## SOURCE DOCUMENT
= = = =

So we are fast approaching week 3 of having little Rex in our lives and it’s already been a rollercoaster of emotions. One minute I’m totally bossing parenthood then the next I’m in a puddle on the floor crying because I feel I can’t cope. This is by far the hardest job I’ve ever had, thinking and doing for 2 people all day every day constantly putting myself second and forgetting to look after myself, faking a smile for people after having no sleep and nothing to eat all day, hiding the bags under my eyes and pretending I feel ok.
It’s true what they say … you will never have a hot meal again and I don’t think I have! Don’t even get me started on how many times I have to reheat my cup of tea before I finally get to drink it! I find myself getting daily headaches because I simply don’t have time to make myself anything to eat or drink when I’m alone with the baby, he either needs something, screams the place down if I try and put him down or just decides he’s going to be an arsehole and not let mummy eat or drink anything. It’s midday usually before I finally get chance to have a drink and a morning wee making me feel absolutely rubbish. This week has been relentless and Rex has really been keeping me on my toes after his daddy went back to work a few days ago!
Night feeds aren’t to much of a problem (I think) I’m half asleep most of the time anyway. But on the odd occasion like this morning Rex will have his 5am feed and then decide it’s time to get up much to the disgust of his mummy. Even after checking everything he still screams the house down and I find myself getting so upset and frustrated not knowing what to do with him. I’m trying my hardest to get out of the habit of picking him up everytime he cry’s because he now knows and stops crying as soon as I pick him up.

= = = =

## RAW RECORDS
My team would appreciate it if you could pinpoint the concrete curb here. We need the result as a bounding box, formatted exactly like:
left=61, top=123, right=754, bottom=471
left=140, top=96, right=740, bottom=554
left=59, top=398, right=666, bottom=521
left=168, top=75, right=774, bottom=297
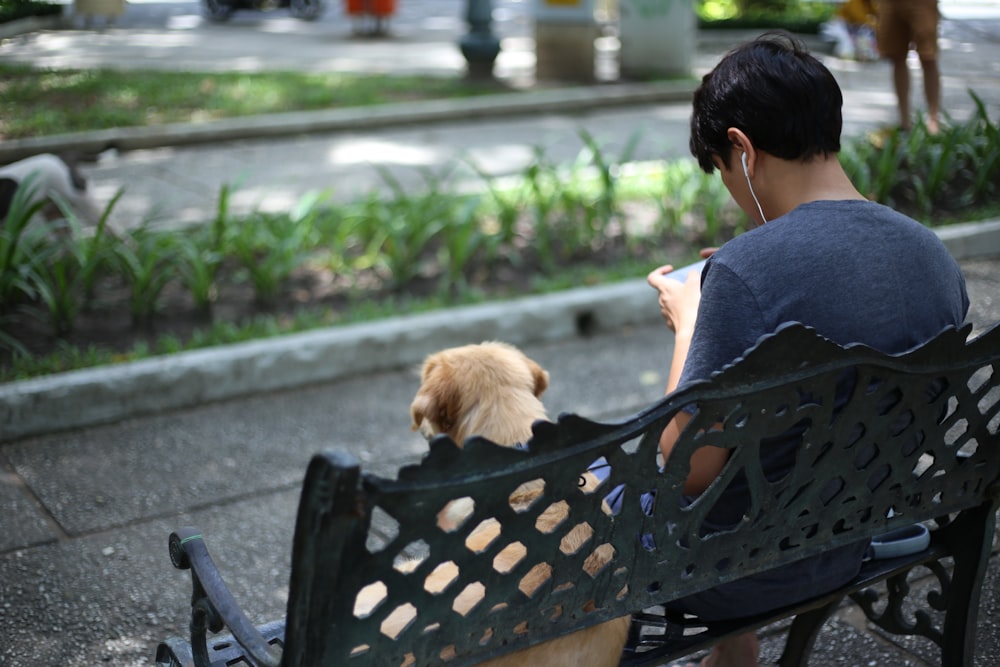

= = = =

## DIRECTIVE
Resume the blog post about the first weeks with baby Rex, starting right after its last sentence.

## RESPONSE TO THE TASK
Today I learnt that we only need to see our midwife once more and we will be discharged. This fills me with dread… my midwife has been with me throughout the whole pregnancy and after the birth, she’s someone I trust and can talk to, the thought of not having appointments to see her and check on me and Rex is terrifying I almost feel like I’m being abondoned, as extream as it sounds that’s how I feel, being left to go it alone “cry’s”
Now I heard breast feeding was full on all the time feeds but my god can my boy drink! He’s feeding every 2 hours at the moment making it impossible to get anything done in the house or even go out because as soon as we get anywhere he screams and screams wanting to be fed so I’ve contained myself to the house where I have everything on hand ready to feed the little fatty. Outings are getting so stressful will he cry the place down? Or need a change or feed in the middle of the street? I can answer yes to one of those as we had a projectile vomit incident in the middle of the highstreet the other day, it came out like a fountain all over him and the pram the baby grow ended up going in the bin on the way home it was that bad. Then there’s the car… I normally sit in the back with Rex to make sure he’s ok but twice this week I’ve had to sit in the front and he’s cried until his little face was red as a beetroot and could hardly breathe, sitting in the front trying my hardest not to burst into tears was so difficult. Everytime he cry’s it breaks my heart just a little bit.
Strangely I’m rather enjoying the loneliness my fave thing to do at the moment is just sit in silence when Rex is asleep and enjoy a cuppa tea. Compleatly the opposite of how I thought I’d feel! The truth is nothing really prepares you for how hard it is to be a mum, nothing prepares you for the stresses and strains the mess your house gets in and when you haven’t showered or brushed your hair in days, nothing really helps you know what to do when the baby has been screaming so long it gives you a banging headache. The truth is nobody really knows what it’s like until it happens to you.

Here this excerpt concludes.